→ Task list:
1) Retype the part of the budget article that begins at the words "Barbour called lawmakers" and stops after the words "discussions in days.".
2) State whether each statement agrees with the budget article, answering yes or no and quoting the deciding words: (a) Barbour called lawmakers back for a budget special session in June 2009. (b) Cecil Brown chairs the House Appropriations Committee. (c) A special session could cost the state about $30,000 a day.

→ Reading passage:
━━━━━━━━━━━━━━━━━━━━━━━━━━━━━━

JACKSON — With an apparent deal in hand on a $5.5-billion state budget, Mississippi lawmakers will be busy the next few days ironing out details with dozens of budget-tied bills expected to move.
Late last night, Lt. Gov. Phil Bryant issued a statement that House and Senate negotiators had reached agreement on a budget for the fiscal year that begins July 1.
The deal came after Gov. Haley Barbour urged lawmakers to complete work before the regular session’s end, which had been projected for this weekend.
“If it takes a special session, it won’t be the first time,” Barbour had told reporters as he headed into a private meeting earlier yesterday in Bryant’s office at the Capitol.
A special session to deal with the budget, if needed, could cost the state about $30,000 a day.
Barbour called lawmakers back for a budget special session in June 2009, after they failed to agree on a spending plan during that year’s regular session.
“While no budget is perfect and considering these tough economic times facing our state, Senate budget negotiators Doug Davis and Videt Carmichael have tentatively agreed upon a $5.498 billion state budget,” Bryant said in a statement released by his office.
The current three-month regular session is scheduled to end Saturday.
Before the tentative agreement was reached, House budget writers yesterday had signaled that they and their Senate counterparts were having their first substantial discussions in days.
“We want a resolution without a special session,” said House Education Committee chairman Cecil Brown, D-Jackson.
Bryant said he hopes “personalities don’t interfere with the process” of finishing the budget.

━━━━━━━━━━━━━━━━━━━━━━━━━━━━━━

→ Information provided:

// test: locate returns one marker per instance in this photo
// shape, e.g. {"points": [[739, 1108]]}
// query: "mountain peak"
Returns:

━━━━━━━━━━━━━━━━━━━━━━━━━━━━━━

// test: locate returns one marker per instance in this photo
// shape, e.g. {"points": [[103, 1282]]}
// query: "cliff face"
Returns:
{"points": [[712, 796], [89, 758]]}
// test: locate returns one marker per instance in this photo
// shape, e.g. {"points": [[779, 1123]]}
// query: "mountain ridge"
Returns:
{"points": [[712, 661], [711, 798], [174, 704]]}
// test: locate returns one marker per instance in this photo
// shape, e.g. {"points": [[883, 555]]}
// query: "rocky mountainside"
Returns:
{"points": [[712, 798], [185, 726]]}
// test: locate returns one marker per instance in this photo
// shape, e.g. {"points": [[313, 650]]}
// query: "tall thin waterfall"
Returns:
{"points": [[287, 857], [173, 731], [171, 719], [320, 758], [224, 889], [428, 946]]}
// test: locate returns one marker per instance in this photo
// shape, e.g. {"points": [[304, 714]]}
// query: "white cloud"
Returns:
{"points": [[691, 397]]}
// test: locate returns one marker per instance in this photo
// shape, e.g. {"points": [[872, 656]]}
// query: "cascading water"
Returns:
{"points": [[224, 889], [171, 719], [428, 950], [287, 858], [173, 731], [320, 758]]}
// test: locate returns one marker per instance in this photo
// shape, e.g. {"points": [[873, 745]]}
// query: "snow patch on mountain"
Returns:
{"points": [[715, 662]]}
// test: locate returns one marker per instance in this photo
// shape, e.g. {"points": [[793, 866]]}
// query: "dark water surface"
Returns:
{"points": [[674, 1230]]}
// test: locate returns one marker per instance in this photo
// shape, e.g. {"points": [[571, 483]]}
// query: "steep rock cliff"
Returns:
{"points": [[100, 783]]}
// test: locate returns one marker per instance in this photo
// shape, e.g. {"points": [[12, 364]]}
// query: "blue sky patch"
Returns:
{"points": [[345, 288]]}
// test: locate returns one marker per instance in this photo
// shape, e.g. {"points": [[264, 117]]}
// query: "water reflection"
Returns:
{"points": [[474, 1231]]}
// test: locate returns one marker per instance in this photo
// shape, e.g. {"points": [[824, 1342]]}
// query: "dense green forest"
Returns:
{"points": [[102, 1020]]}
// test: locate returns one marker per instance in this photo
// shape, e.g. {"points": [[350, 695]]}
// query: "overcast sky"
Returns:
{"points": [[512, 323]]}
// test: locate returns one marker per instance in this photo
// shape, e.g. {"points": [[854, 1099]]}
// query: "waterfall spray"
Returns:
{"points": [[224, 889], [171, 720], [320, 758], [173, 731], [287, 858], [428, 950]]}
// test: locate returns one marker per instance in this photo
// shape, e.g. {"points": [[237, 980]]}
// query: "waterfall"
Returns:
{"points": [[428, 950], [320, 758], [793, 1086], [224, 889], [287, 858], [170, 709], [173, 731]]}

━━━━━━━━━━━━━━━━━━━━━━━━━━━━━━

→ Answers for this exercise:
1)
Barbour called lawmakers back for a budget special session in June 2009, after they failed to agree on a spending plan during that year’s regular session.
“While no budget is perfect and considering these tough economic times facing our state, Senate budget negotiators Doug Davis and Videt Carmichael have tentatively agreed upon a $5.498 billion state budget,” Bryant said in a statement released by his office.
The current three-month regular session is scheduled to end Saturday.
Before the tentative agreement was reached, House budget writers yesterday had signaled that they and their Senate counterparts were having their first substantial discussions in days.

2)
(a) Yes: "Barbour called lawmakers back for a budget special session in June 2009"
(b) No: "House Education Committee chairman Cecil Brown"
(c) Yes: "could cost the state about $30,000 a day"